> [Problem description]: Copy out, unchanged, everything in the lines below from the line containing "Can you spot the player's right" down to the line containing "x=312, y=201", including both of those lines.

> [Data shown]:

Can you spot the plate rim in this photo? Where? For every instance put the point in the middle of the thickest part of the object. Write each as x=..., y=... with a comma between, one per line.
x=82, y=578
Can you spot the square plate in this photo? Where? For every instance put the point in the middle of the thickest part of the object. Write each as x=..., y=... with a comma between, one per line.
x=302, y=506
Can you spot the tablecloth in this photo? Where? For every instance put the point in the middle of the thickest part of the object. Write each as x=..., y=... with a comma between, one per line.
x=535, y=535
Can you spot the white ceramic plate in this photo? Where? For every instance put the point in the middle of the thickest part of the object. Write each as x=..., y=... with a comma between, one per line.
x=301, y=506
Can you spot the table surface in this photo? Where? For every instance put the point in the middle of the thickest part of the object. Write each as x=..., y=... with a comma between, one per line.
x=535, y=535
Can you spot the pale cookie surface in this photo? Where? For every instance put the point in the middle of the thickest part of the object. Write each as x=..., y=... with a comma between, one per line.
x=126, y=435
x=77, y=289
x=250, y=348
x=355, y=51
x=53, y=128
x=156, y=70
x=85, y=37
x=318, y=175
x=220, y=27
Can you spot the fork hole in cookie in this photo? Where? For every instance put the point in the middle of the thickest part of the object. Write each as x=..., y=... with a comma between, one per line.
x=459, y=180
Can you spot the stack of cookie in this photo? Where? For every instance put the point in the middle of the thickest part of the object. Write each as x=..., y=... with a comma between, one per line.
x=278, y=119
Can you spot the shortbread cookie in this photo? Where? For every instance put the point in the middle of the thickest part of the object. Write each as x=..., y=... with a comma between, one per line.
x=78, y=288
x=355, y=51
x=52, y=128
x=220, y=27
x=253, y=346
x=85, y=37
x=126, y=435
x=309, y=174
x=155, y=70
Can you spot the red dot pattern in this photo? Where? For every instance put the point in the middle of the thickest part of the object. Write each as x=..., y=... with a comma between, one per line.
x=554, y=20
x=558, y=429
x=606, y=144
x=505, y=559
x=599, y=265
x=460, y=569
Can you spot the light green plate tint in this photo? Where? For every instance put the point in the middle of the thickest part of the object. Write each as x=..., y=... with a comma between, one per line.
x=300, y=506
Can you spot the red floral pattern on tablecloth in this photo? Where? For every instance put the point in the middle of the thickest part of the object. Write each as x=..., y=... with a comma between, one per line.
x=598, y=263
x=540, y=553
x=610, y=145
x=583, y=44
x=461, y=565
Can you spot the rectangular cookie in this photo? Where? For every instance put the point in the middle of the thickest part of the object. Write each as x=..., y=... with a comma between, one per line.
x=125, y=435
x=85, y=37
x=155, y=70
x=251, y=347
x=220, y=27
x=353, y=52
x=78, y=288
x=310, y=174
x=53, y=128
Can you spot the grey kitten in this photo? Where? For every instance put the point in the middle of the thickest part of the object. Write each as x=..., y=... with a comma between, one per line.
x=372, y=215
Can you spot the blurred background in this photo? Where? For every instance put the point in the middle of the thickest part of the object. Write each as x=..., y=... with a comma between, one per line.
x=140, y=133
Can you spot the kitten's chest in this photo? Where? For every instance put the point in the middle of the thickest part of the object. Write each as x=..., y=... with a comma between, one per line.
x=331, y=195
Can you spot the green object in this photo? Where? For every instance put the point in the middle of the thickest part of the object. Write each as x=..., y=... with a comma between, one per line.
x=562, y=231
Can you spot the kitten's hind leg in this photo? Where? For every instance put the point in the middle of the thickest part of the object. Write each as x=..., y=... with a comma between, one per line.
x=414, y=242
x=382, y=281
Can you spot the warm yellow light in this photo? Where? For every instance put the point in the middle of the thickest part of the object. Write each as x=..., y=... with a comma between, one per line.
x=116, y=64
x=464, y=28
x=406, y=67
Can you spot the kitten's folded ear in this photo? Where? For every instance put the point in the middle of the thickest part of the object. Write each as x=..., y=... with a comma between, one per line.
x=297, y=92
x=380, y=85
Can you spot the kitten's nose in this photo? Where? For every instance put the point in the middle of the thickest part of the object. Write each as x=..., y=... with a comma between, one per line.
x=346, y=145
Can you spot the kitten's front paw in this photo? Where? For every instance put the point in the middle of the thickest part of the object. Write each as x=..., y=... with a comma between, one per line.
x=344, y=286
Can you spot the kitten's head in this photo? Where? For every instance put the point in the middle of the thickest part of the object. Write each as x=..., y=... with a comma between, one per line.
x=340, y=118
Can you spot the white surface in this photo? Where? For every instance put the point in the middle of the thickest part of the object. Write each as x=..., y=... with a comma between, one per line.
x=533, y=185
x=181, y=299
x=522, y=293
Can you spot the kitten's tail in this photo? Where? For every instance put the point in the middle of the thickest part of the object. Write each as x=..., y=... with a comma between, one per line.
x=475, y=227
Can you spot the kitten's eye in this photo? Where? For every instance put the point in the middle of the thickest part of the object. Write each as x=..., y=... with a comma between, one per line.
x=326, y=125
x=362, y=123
--
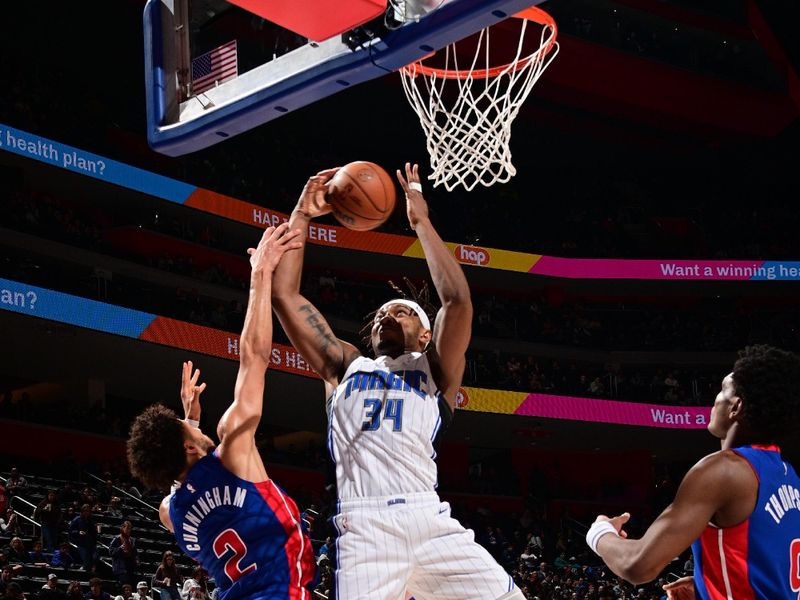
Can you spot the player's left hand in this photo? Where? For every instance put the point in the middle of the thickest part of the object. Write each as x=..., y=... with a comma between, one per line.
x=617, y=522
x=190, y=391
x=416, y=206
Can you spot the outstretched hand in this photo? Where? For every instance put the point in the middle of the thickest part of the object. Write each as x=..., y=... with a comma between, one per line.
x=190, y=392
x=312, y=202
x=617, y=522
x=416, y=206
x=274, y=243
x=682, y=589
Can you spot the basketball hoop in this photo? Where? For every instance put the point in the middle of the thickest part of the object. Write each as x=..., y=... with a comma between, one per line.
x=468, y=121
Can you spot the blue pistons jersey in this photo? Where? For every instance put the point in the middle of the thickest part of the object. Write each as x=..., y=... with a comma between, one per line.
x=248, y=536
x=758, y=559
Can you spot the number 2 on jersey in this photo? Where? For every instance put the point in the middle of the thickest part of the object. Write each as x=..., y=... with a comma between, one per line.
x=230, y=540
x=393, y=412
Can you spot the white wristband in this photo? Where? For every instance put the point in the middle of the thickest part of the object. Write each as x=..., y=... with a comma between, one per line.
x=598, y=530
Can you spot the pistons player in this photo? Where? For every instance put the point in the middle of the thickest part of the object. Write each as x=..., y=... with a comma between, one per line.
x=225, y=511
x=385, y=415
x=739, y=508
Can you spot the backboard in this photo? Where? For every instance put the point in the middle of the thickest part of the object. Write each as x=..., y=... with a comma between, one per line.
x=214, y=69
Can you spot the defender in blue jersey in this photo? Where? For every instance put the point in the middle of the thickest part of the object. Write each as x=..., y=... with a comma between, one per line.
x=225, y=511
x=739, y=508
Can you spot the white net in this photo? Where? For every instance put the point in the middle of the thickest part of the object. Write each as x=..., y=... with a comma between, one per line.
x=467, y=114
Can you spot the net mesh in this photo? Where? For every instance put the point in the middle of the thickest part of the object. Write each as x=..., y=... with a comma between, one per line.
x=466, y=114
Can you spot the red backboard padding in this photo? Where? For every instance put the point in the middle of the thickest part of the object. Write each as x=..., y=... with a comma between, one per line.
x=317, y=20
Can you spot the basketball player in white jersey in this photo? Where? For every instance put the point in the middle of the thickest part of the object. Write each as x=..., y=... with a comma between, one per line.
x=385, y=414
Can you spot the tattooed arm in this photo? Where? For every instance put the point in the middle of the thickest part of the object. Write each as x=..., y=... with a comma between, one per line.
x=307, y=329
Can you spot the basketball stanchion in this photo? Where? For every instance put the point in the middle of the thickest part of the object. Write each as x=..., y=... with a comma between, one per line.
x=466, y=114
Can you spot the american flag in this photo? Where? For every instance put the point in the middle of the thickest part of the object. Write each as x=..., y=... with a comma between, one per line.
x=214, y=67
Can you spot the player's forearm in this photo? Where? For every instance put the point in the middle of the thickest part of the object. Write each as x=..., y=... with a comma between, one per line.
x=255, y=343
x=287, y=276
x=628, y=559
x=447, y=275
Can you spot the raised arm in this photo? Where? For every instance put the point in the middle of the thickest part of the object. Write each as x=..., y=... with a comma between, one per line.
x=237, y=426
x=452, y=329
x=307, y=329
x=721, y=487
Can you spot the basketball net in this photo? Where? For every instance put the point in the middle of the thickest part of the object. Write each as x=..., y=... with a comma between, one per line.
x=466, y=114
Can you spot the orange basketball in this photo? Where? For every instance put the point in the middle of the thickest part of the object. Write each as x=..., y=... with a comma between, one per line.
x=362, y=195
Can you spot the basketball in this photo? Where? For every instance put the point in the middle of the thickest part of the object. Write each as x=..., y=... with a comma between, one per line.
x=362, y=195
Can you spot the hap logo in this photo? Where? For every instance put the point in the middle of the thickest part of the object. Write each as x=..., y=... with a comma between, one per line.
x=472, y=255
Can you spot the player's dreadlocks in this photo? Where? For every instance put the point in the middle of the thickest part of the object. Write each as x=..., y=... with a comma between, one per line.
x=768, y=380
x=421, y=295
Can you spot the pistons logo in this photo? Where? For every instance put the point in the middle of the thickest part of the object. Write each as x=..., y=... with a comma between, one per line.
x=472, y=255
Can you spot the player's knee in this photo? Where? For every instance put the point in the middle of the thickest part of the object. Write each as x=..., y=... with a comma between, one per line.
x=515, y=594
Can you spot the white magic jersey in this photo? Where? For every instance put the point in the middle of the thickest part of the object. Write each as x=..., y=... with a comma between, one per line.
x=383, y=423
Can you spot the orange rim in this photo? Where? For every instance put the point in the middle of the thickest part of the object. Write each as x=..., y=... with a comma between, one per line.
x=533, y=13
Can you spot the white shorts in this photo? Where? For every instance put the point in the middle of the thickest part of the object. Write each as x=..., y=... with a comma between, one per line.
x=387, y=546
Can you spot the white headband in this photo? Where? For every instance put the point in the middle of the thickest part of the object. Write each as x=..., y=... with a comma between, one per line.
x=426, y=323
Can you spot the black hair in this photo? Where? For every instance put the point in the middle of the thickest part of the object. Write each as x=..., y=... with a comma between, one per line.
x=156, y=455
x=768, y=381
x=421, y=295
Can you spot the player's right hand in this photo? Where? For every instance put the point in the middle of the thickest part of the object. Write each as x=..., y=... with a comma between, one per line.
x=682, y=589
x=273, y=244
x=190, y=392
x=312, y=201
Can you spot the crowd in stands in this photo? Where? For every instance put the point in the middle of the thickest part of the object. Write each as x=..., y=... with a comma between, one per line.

> [Full solution]:
Can you spot the player's right hand in this photo? Where? For every instance put the point in the middle of the thickest part of the object. Write each as x=..., y=... with a comma between, one per line.
x=682, y=589
x=273, y=244
x=190, y=392
x=312, y=201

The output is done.